● GIVEN REQUEST: Extract each line of the material below that contains the word "building", and copy those lines in full in the order they appear.
--------
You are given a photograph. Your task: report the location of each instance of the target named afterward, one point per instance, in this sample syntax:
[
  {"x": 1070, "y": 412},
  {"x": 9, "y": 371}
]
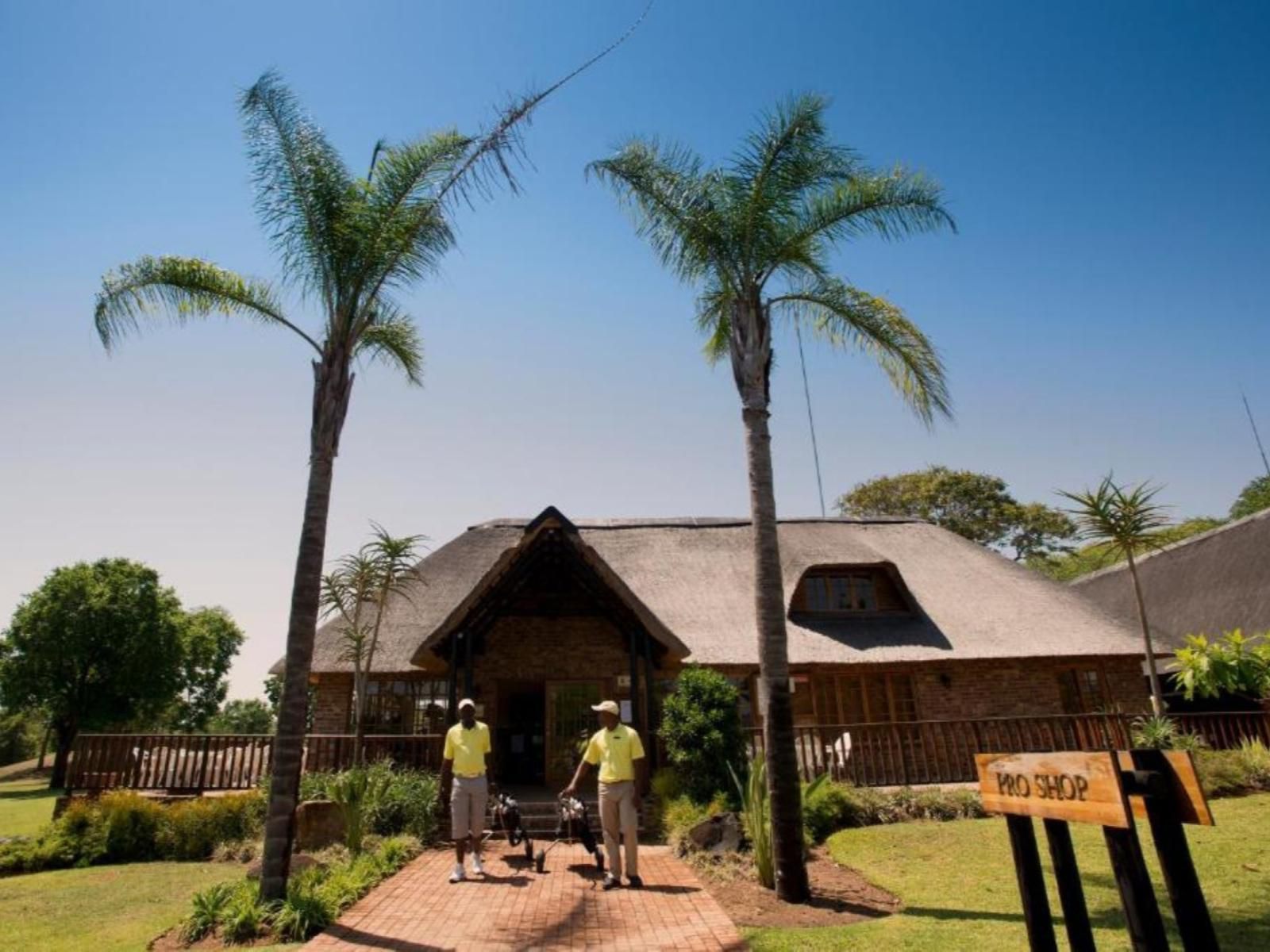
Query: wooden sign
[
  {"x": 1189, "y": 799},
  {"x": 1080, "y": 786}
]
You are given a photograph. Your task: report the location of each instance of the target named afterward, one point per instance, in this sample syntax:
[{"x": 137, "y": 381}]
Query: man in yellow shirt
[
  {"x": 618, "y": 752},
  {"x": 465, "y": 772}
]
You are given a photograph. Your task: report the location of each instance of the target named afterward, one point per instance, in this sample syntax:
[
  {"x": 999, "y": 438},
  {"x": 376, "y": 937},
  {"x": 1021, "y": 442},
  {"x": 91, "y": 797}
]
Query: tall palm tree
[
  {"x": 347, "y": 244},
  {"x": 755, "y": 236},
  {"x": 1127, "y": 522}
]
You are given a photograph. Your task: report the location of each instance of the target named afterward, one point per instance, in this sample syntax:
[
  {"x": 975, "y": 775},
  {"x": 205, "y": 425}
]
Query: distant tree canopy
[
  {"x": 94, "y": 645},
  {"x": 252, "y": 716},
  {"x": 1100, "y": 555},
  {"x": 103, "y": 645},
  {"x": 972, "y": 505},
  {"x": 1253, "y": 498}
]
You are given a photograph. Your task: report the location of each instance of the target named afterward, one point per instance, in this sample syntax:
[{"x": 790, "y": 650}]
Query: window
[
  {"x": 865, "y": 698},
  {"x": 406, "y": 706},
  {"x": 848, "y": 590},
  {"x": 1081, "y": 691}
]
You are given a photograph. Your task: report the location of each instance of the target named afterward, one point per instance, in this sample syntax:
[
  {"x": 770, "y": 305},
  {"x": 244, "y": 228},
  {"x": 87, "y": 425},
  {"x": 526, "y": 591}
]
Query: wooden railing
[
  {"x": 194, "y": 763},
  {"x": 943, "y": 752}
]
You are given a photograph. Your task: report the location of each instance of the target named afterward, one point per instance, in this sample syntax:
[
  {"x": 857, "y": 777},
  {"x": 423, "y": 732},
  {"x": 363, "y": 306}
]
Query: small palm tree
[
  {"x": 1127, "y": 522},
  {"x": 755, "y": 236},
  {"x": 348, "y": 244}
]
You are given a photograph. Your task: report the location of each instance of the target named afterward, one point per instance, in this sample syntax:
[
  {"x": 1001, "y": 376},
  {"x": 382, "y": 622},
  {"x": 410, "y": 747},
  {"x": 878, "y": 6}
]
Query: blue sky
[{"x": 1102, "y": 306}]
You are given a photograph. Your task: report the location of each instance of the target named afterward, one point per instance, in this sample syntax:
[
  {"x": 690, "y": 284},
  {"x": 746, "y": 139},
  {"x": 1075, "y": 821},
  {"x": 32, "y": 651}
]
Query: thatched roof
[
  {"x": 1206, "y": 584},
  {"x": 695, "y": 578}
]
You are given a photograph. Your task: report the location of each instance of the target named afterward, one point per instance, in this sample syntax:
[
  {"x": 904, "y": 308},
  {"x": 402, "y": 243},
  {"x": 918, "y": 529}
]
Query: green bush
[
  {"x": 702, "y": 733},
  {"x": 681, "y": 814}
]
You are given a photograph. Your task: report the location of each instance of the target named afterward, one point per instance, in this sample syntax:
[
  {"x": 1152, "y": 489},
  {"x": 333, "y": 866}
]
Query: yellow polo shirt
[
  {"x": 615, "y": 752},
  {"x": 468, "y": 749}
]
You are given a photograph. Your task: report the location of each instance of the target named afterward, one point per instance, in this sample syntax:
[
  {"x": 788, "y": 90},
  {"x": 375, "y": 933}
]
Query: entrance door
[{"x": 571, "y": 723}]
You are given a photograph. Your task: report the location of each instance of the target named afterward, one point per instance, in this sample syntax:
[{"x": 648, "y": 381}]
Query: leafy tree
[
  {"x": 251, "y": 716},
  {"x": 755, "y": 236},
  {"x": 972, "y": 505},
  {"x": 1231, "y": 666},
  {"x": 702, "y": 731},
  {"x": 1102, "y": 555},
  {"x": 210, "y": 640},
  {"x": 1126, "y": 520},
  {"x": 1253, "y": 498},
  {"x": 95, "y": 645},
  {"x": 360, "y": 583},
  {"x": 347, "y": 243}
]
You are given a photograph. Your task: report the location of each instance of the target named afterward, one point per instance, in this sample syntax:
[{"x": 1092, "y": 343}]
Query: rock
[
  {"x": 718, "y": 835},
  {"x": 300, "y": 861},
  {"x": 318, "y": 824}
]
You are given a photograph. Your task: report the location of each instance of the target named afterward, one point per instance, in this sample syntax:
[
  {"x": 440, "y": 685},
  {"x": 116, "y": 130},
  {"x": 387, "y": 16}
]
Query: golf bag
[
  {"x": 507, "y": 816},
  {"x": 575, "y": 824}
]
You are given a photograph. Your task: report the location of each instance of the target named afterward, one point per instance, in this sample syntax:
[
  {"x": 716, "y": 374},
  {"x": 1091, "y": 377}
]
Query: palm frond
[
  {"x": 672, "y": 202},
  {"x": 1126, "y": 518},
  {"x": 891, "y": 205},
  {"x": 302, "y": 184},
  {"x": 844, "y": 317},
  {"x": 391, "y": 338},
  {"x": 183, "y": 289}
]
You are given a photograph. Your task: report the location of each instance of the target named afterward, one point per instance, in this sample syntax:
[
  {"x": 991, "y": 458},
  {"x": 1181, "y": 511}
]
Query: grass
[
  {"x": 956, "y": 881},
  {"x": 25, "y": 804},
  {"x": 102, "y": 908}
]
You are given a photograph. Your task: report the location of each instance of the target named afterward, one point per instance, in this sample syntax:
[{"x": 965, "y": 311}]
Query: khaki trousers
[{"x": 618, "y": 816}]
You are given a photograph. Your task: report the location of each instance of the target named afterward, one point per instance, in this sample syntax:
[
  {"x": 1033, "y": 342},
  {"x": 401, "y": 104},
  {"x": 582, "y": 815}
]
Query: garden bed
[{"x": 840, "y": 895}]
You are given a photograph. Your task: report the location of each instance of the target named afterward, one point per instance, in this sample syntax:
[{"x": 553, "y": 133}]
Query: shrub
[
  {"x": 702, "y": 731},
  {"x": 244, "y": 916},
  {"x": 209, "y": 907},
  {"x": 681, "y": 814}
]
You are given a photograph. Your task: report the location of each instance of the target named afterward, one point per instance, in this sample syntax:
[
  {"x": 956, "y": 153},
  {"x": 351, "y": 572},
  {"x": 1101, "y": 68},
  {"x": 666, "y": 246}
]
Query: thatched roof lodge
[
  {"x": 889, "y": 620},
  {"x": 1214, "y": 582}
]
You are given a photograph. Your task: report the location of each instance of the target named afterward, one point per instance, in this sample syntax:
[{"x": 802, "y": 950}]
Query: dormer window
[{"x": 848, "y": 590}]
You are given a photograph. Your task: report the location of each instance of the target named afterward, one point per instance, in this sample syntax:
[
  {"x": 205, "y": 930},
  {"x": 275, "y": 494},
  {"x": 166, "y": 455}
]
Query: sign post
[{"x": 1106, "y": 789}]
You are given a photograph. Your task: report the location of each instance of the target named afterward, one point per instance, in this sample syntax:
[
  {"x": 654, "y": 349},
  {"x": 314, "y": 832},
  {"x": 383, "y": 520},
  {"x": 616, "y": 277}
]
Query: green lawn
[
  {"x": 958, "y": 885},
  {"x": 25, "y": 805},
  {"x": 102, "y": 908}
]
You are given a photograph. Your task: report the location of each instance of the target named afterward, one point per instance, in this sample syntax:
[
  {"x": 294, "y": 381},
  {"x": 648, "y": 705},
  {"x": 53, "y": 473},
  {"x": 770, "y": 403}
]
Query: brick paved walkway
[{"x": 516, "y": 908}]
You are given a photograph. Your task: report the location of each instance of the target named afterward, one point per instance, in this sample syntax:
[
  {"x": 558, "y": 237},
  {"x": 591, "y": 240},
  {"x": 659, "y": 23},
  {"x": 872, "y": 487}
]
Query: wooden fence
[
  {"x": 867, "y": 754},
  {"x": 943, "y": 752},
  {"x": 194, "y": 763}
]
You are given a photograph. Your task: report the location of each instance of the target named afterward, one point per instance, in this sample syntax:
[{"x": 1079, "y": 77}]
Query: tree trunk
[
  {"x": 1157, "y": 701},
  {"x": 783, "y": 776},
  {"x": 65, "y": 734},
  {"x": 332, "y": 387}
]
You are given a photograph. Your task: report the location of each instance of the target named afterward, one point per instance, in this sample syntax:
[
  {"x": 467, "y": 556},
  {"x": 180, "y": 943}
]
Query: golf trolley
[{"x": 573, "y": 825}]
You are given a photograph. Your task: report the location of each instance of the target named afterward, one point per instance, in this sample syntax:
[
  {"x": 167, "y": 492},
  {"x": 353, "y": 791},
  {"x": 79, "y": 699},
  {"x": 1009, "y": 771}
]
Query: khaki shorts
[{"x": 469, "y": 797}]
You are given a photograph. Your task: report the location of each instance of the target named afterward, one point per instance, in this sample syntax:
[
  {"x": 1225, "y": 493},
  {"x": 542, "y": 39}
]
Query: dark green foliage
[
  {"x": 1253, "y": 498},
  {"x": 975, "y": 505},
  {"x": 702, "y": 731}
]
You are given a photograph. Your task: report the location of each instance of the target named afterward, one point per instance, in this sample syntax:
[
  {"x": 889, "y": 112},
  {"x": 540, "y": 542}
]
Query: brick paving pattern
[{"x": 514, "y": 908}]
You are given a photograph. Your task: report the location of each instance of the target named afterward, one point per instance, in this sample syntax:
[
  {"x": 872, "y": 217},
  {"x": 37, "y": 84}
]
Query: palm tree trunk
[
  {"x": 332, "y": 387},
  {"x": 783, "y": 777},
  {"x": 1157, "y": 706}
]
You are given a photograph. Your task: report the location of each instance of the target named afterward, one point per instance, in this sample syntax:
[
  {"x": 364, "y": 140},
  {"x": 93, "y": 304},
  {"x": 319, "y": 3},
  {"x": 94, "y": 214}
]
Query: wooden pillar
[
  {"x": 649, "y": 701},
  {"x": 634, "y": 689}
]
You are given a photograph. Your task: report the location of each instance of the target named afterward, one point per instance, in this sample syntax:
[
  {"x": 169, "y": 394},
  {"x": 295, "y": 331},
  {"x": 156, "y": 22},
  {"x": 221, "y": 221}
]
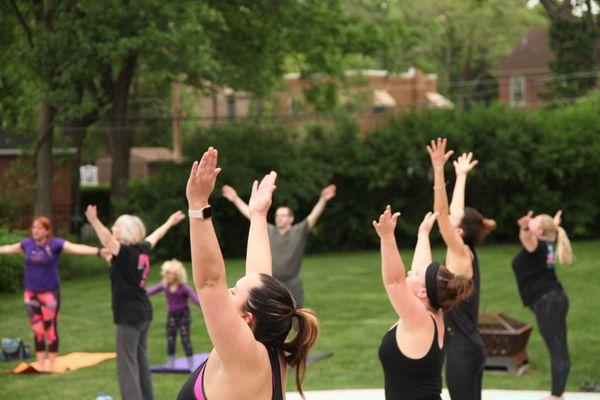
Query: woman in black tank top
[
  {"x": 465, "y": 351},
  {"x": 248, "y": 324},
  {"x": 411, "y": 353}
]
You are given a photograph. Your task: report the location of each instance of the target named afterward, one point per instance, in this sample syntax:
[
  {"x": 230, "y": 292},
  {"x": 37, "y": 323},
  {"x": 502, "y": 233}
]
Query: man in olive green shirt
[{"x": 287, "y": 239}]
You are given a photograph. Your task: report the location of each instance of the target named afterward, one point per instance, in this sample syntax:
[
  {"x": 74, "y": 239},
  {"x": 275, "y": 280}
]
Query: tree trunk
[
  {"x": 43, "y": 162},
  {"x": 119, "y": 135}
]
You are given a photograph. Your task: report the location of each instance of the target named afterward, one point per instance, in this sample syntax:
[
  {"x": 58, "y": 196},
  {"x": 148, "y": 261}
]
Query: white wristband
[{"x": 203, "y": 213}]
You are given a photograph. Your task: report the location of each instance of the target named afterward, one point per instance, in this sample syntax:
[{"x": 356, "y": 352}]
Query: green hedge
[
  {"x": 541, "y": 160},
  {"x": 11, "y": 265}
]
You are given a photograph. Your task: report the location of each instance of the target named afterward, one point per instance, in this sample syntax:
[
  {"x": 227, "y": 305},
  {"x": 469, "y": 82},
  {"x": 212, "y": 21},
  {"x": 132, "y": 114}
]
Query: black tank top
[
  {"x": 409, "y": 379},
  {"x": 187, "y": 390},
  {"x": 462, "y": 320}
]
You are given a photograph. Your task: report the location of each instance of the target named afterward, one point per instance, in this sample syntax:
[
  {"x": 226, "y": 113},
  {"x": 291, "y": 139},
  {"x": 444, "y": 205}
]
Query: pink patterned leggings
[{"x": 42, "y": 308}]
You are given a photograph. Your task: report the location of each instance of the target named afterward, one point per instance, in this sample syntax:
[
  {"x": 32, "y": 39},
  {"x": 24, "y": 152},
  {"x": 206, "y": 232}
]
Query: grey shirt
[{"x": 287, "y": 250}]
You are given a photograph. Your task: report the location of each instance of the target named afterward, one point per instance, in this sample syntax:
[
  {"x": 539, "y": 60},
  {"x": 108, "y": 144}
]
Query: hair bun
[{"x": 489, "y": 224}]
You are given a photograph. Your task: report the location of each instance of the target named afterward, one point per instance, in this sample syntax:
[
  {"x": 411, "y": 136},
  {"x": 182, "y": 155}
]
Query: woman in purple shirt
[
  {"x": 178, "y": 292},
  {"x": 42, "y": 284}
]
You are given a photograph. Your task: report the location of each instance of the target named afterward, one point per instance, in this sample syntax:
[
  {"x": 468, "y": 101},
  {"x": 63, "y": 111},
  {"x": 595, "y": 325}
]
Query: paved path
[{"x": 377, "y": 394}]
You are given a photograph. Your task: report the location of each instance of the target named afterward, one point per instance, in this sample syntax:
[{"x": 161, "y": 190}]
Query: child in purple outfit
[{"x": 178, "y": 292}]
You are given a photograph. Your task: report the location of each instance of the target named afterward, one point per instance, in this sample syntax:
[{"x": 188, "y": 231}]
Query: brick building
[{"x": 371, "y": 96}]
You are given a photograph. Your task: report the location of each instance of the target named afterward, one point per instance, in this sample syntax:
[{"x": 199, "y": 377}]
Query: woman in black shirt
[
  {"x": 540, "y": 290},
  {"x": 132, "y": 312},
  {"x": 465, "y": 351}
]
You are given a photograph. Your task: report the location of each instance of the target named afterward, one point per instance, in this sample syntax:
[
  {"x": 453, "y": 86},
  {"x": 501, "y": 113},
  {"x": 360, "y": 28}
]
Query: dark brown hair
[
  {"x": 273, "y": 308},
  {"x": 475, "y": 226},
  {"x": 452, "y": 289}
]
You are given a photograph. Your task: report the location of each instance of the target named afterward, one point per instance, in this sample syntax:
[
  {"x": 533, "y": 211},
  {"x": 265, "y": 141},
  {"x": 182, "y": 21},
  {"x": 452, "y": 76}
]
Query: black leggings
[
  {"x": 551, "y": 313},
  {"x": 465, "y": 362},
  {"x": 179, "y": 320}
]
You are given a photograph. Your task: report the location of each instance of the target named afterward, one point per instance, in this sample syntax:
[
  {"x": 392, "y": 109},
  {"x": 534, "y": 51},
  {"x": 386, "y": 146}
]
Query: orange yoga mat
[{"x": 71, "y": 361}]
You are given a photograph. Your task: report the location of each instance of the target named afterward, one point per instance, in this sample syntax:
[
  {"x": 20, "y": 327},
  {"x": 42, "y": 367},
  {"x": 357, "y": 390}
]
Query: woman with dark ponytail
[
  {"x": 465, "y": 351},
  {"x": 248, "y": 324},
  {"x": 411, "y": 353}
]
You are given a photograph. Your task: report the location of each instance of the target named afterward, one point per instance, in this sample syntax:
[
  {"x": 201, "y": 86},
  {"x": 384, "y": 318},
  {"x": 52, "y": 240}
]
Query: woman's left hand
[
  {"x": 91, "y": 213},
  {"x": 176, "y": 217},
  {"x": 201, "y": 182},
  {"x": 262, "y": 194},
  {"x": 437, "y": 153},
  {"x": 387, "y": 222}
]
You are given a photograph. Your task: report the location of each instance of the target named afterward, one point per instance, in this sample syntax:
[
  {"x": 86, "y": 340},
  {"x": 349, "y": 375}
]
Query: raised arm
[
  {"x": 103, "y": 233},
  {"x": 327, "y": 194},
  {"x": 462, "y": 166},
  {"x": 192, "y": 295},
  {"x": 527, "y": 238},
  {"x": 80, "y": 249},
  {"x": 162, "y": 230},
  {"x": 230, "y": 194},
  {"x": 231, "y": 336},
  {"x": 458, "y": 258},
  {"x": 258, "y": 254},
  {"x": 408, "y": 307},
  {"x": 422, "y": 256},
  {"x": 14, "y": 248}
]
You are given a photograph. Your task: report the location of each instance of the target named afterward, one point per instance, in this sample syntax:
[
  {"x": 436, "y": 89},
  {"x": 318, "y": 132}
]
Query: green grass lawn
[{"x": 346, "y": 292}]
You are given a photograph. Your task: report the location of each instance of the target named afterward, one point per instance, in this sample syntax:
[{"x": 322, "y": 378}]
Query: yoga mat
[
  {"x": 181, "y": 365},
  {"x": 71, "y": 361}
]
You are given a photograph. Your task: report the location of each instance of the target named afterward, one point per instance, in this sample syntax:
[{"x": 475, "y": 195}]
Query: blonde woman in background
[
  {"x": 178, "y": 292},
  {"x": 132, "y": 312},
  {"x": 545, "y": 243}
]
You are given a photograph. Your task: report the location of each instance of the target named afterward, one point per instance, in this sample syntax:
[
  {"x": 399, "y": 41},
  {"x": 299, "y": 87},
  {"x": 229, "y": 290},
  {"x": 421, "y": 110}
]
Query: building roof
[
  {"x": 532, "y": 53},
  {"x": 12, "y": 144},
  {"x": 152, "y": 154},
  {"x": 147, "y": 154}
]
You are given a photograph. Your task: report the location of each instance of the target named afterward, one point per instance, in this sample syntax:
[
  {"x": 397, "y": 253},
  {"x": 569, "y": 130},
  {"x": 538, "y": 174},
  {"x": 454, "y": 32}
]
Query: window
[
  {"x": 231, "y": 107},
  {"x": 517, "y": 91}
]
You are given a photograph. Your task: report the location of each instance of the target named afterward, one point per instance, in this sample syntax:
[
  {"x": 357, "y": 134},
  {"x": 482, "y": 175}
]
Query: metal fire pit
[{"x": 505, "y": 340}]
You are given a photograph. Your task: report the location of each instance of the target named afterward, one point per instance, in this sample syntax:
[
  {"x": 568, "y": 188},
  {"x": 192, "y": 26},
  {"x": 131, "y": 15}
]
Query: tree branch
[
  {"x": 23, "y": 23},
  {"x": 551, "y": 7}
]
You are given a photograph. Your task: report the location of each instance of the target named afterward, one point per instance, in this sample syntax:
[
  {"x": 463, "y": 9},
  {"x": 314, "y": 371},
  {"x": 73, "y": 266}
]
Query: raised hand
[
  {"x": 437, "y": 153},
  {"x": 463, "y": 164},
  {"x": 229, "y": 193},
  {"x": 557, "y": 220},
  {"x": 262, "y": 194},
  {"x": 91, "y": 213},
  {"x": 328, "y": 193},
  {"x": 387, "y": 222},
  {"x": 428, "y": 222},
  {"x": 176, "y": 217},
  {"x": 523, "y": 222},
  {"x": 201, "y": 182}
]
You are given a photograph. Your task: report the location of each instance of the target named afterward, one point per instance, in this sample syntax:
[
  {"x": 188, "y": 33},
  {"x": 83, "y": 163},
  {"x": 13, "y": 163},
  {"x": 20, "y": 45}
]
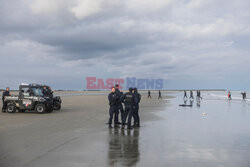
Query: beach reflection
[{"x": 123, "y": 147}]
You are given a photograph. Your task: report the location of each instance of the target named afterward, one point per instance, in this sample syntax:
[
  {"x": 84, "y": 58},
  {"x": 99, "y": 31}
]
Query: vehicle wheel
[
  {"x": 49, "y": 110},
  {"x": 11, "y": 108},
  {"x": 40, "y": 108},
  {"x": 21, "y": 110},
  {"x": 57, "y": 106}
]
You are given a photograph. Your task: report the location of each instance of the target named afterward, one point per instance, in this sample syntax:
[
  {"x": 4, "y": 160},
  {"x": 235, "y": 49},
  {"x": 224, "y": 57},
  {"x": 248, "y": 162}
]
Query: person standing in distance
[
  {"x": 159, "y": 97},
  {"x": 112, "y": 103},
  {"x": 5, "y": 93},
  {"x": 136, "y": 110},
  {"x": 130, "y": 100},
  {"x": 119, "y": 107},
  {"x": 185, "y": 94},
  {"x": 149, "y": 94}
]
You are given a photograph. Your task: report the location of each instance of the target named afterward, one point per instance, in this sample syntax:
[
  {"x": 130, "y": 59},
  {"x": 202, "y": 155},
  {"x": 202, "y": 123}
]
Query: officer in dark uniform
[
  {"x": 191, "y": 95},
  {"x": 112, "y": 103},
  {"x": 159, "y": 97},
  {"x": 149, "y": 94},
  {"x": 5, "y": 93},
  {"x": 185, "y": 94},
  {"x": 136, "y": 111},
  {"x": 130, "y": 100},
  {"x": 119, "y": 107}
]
--------
● REPLY TO THE TASK:
Query: brick building
Query: building roof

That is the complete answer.